SUPPLIED DATA:
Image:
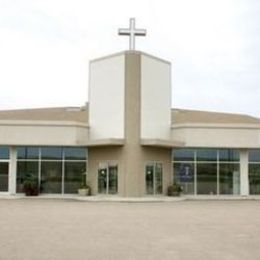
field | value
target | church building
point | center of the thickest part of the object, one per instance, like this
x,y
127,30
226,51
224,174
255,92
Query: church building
x,y
127,140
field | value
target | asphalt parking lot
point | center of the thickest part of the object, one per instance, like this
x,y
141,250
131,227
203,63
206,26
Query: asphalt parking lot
x,y
42,229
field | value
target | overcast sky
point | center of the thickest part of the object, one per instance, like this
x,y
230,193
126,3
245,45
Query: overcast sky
x,y
213,45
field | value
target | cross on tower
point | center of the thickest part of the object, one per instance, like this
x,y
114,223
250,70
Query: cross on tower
x,y
132,32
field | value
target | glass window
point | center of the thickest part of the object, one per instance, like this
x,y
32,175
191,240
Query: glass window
x,y
149,178
254,155
75,174
51,153
183,155
51,177
207,178
4,153
26,169
75,153
228,155
207,155
184,175
254,179
28,153
4,166
112,178
229,179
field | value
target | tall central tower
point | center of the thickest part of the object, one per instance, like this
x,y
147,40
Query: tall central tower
x,y
130,100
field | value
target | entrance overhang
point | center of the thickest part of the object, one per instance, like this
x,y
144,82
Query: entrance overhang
x,y
105,142
161,143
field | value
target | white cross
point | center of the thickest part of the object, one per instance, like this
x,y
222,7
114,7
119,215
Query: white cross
x,y
132,32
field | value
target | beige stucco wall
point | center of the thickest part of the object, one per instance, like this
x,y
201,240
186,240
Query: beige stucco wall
x,y
106,97
43,133
230,136
155,98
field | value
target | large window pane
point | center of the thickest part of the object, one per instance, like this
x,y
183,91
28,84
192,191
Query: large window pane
x,y
26,169
149,178
254,155
184,175
229,179
4,166
158,178
4,152
102,178
28,153
207,178
51,153
207,155
51,177
228,155
183,155
254,179
75,174
75,153
112,178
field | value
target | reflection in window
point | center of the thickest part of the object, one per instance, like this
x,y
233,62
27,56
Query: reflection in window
x,y
51,177
51,153
207,155
229,155
26,169
229,179
254,155
4,153
183,155
75,153
207,178
28,153
184,175
75,173
254,179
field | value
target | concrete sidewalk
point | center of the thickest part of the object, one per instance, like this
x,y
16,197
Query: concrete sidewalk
x,y
55,229
115,198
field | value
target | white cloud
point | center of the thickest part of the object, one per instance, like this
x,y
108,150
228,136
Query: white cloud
x,y
45,47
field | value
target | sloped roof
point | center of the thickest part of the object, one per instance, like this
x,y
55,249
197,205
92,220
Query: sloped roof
x,y
181,116
80,114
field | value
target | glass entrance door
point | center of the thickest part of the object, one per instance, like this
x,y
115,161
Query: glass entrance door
x,y
4,169
107,178
153,177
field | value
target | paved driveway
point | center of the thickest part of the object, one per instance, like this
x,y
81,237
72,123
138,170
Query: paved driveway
x,y
40,229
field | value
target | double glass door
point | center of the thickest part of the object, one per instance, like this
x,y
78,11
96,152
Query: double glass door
x,y
4,176
107,178
153,177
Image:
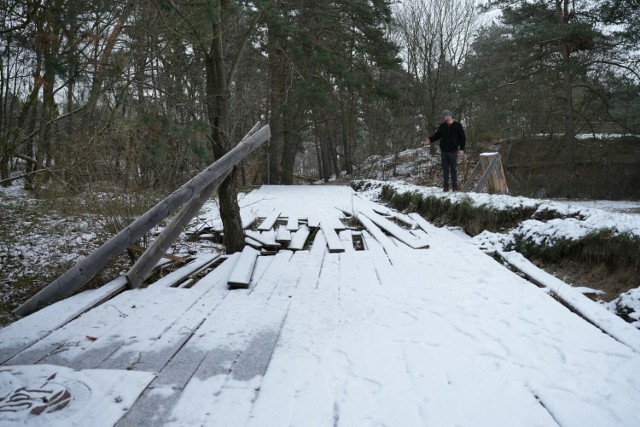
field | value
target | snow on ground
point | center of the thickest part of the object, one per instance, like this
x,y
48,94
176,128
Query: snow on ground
x,y
580,219
441,336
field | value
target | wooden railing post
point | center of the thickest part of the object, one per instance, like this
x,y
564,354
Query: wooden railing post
x,y
144,265
493,175
84,270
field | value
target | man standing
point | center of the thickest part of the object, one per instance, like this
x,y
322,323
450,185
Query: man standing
x,y
452,142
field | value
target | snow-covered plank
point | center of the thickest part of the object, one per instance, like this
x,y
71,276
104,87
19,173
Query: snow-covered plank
x,y
253,243
152,353
333,241
594,313
175,277
377,233
267,238
292,223
269,221
346,237
241,275
313,220
405,219
27,331
371,244
400,233
46,395
299,238
235,355
249,217
283,236
319,244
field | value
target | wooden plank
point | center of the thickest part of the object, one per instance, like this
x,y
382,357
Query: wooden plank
x,y
377,233
333,241
472,176
299,238
269,221
241,275
395,230
236,354
27,331
92,264
292,223
319,245
313,221
405,219
283,236
266,239
253,243
175,277
346,237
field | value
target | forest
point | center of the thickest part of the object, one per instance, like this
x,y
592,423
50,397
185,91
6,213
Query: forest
x,y
138,95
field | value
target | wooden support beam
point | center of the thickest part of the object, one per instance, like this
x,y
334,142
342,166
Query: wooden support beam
x,y
283,236
333,241
299,238
141,269
266,239
476,170
493,168
92,264
395,230
241,275
269,221
292,223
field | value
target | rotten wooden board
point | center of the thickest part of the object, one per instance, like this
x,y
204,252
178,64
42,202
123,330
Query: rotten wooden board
x,y
267,239
395,230
176,277
269,221
299,238
333,241
283,235
292,223
241,275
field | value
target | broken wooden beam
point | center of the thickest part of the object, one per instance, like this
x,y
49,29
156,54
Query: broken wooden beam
x,y
241,275
84,270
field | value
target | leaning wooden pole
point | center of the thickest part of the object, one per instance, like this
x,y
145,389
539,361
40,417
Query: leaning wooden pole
x,y
84,270
145,264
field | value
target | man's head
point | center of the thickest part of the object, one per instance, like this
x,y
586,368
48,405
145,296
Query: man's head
x,y
446,116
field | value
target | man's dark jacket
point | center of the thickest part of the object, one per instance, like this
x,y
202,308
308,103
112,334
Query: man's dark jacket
x,y
452,138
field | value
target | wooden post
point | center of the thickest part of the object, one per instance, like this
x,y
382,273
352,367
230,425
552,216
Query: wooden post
x,y
144,265
493,176
89,266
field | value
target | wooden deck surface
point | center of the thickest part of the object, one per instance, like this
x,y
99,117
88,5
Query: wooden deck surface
x,y
236,338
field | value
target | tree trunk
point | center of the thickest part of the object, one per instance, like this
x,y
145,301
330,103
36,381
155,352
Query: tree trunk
x,y
275,114
562,10
218,115
289,150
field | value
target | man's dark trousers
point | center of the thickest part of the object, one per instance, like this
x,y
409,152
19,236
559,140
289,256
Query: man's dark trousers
x,y
450,164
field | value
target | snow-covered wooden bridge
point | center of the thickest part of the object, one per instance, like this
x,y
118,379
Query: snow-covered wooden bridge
x,y
319,322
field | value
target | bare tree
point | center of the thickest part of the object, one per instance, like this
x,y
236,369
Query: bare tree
x,y
435,37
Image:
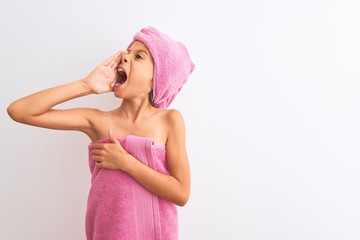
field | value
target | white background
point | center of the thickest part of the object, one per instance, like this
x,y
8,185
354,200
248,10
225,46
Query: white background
x,y
272,114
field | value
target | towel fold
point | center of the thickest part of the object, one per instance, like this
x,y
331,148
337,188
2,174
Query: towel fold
x,y
172,64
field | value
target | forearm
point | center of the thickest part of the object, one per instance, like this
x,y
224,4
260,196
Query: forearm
x,y
162,185
41,102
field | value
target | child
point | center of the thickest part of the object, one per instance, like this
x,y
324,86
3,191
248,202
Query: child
x,y
139,176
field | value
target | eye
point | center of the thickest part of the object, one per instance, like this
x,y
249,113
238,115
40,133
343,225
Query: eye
x,y
138,56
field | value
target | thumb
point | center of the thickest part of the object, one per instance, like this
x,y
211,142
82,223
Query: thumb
x,y
111,137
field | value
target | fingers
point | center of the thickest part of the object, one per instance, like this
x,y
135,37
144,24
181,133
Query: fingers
x,y
112,138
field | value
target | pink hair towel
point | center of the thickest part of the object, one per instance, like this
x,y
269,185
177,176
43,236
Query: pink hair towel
x,y
172,64
119,208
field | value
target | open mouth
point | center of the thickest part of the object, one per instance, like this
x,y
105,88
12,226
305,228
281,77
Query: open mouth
x,y
121,77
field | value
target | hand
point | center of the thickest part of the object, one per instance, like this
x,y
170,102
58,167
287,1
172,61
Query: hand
x,y
101,78
109,155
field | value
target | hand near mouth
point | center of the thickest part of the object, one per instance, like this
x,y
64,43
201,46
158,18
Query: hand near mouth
x,y
101,78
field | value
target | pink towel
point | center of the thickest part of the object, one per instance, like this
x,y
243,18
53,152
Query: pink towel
x,y
172,64
120,208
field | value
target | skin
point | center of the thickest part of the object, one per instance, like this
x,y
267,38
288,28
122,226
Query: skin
x,y
134,116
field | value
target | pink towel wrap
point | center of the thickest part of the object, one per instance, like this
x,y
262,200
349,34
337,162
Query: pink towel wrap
x,y
172,64
120,208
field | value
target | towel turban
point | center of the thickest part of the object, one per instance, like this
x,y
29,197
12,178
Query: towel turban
x,y
172,64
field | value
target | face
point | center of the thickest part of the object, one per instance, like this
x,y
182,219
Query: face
x,y
135,73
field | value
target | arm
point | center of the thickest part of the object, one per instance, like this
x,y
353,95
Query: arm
x,y
174,187
37,109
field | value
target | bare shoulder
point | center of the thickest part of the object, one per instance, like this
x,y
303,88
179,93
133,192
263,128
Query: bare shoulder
x,y
173,116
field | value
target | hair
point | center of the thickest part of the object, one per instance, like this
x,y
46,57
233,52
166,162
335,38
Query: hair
x,y
151,98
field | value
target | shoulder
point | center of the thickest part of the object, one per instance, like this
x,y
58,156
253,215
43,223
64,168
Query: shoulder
x,y
173,116
174,121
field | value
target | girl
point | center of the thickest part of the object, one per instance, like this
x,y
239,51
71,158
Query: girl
x,y
139,176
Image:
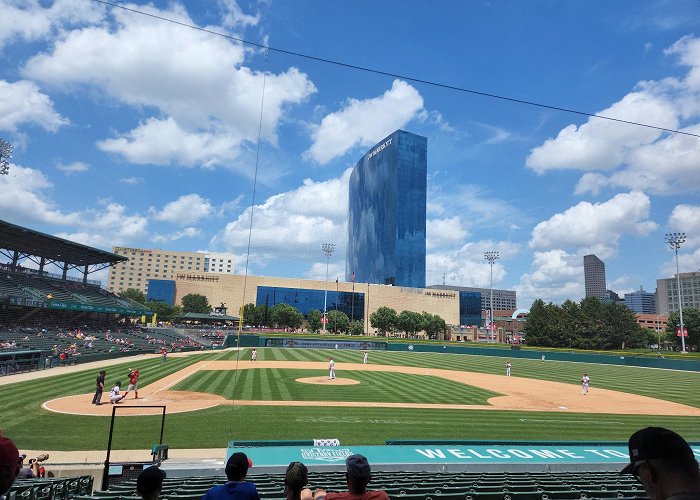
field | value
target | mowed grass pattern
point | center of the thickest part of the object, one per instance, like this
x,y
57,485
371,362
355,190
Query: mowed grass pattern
x,y
23,419
268,384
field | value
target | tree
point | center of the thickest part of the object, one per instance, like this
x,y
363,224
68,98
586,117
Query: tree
x,y
133,294
313,319
338,321
165,312
356,328
383,320
286,316
196,303
410,322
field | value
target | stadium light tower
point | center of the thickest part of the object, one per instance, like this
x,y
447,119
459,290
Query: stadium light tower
x,y
675,240
491,257
328,249
5,155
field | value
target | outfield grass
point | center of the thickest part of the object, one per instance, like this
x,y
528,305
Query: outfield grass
x,y
22,418
267,384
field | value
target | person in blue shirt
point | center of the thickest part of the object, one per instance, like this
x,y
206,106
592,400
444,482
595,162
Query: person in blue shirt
x,y
236,488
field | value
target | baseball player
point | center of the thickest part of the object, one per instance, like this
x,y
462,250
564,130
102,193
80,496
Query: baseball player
x,y
584,384
133,383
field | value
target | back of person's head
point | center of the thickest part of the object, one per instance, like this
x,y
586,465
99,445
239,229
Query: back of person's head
x,y
358,473
237,466
9,464
150,482
296,477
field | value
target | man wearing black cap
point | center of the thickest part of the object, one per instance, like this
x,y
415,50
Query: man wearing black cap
x,y
236,488
149,484
665,465
357,475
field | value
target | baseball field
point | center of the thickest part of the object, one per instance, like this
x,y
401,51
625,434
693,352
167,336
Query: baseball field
x,y
215,397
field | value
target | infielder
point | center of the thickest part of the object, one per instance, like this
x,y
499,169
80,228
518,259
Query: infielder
x,y
584,384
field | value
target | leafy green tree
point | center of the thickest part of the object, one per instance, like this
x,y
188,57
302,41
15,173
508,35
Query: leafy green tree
x,y
313,319
196,303
356,328
434,326
286,316
410,322
383,320
691,322
338,321
133,294
165,312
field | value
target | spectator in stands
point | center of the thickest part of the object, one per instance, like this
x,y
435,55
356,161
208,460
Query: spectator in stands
x,y
149,484
99,387
664,463
236,488
358,474
295,479
9,465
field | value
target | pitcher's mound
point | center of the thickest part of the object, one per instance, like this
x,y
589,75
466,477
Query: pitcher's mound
x,y
326,380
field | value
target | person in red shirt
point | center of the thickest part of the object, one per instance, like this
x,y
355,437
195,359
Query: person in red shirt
x,y
358,474
133,383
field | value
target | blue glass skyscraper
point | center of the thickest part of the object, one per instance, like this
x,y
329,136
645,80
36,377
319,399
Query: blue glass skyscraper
x,y
386,220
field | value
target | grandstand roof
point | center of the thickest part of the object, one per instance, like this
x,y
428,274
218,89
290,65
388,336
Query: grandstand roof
x,y
30,242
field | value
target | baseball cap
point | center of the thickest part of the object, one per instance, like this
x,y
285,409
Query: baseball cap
x,y
9,455
239,461
150,480
657,442
357,466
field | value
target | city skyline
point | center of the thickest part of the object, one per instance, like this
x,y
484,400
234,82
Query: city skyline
x,y
134,132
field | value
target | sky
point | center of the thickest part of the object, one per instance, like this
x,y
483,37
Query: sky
x,y
131,130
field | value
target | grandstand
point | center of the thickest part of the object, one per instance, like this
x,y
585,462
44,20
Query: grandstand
x,y
51,318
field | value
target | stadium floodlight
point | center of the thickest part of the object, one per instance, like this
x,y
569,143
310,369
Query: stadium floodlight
x,y
675,240
328,249
5,155
491,257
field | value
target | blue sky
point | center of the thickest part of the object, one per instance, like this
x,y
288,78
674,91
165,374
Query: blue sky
x,y
132,131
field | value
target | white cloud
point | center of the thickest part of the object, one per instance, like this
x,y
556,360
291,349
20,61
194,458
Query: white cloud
x,y
364,122
188,232
23,103
72,168
295,223
204,96
635,157
597,226
28,20
186,210
556,275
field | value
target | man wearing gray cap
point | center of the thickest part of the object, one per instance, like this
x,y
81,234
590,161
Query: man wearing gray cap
x,y
358,475
664,463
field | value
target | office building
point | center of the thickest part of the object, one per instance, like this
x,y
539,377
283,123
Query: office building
x,y
667,297
153,264
386,213
641,302
502,299
594,276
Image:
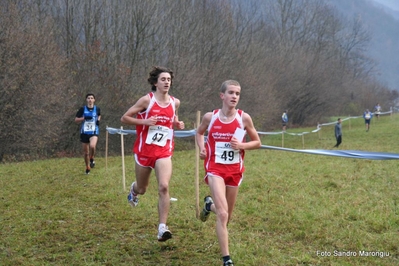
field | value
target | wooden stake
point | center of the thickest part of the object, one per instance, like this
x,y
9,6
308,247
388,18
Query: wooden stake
x,y
106,149
197,208
123,161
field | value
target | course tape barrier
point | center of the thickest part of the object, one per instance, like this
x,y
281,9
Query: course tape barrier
x,y
369,155
337,153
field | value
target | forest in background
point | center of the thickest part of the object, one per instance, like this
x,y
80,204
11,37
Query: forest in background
x,y
299,55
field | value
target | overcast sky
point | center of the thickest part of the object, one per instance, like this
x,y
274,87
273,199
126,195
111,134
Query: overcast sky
x,y
393,4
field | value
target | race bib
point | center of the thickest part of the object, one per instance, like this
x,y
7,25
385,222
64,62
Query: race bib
x,y
224,154
89,127
158,135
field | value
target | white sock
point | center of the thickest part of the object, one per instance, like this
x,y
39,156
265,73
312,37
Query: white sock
x,y
161,226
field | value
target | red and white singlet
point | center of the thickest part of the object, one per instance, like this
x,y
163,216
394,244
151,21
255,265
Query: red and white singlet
x,y
157,140
221,158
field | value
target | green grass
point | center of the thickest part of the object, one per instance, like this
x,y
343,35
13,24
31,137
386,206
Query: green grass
x,y
291,208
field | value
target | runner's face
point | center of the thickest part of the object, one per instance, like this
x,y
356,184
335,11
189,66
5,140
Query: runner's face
x,y
231,95
164,82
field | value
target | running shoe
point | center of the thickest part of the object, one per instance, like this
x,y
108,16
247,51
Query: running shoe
x,y
164,234
228,263
132,198
205,213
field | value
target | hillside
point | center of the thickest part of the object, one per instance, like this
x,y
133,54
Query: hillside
x,y
384,29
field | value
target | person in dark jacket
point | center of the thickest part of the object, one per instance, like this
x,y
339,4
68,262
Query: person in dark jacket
x,y
338,133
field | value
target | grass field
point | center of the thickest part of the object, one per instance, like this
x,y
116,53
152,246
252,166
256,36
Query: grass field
x,y
292,208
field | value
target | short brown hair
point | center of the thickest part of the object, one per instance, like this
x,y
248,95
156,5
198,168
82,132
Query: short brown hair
x,y
154,75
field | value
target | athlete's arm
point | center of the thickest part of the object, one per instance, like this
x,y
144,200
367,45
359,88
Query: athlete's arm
x,y
252,133
200,133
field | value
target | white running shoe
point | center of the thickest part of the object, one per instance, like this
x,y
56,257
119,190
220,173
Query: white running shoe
x,y
132,198
164,234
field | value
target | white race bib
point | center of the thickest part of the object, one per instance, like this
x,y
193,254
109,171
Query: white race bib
x,y
158,135
224,154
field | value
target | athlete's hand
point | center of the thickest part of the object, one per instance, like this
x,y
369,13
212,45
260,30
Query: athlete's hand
x,y
151,121
203,154
178,124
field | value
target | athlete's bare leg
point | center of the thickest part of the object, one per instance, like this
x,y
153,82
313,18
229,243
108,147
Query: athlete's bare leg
x,y
224,199
163,171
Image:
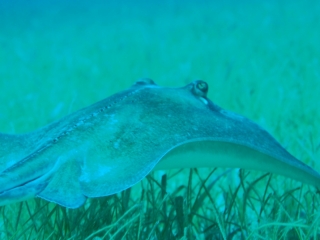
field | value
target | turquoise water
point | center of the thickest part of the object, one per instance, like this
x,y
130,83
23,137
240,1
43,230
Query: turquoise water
x,y
260,58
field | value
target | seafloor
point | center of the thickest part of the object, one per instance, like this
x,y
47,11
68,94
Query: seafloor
x,y
260,58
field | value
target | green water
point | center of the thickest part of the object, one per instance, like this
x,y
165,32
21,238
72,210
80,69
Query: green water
x,y
260,58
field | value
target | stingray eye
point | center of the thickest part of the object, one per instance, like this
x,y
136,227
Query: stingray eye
x,y
200,88
145,81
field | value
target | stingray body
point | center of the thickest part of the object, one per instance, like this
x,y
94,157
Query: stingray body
x,y
112,144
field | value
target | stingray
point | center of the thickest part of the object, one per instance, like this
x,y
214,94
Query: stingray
x,y
111,145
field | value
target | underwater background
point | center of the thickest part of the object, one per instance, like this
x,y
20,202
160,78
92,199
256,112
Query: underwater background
x,y
261,59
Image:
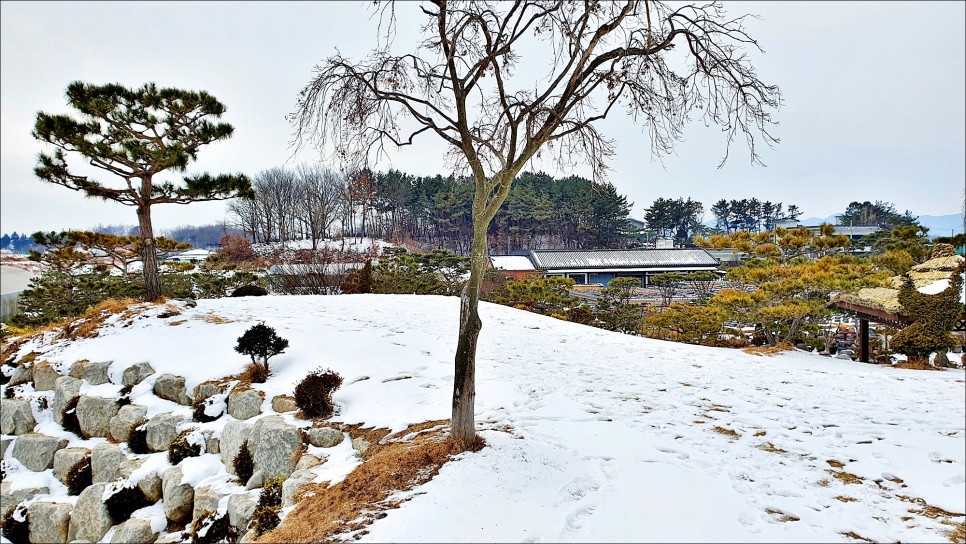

EXERCISE INSTRUCTIONS: Identify every line in the listing above that contains the word "singlet", and copy each of those lines. Matching is case-sensitive.

SOLUTION BELOW:
target | red and white singlet
Query: red and white singlet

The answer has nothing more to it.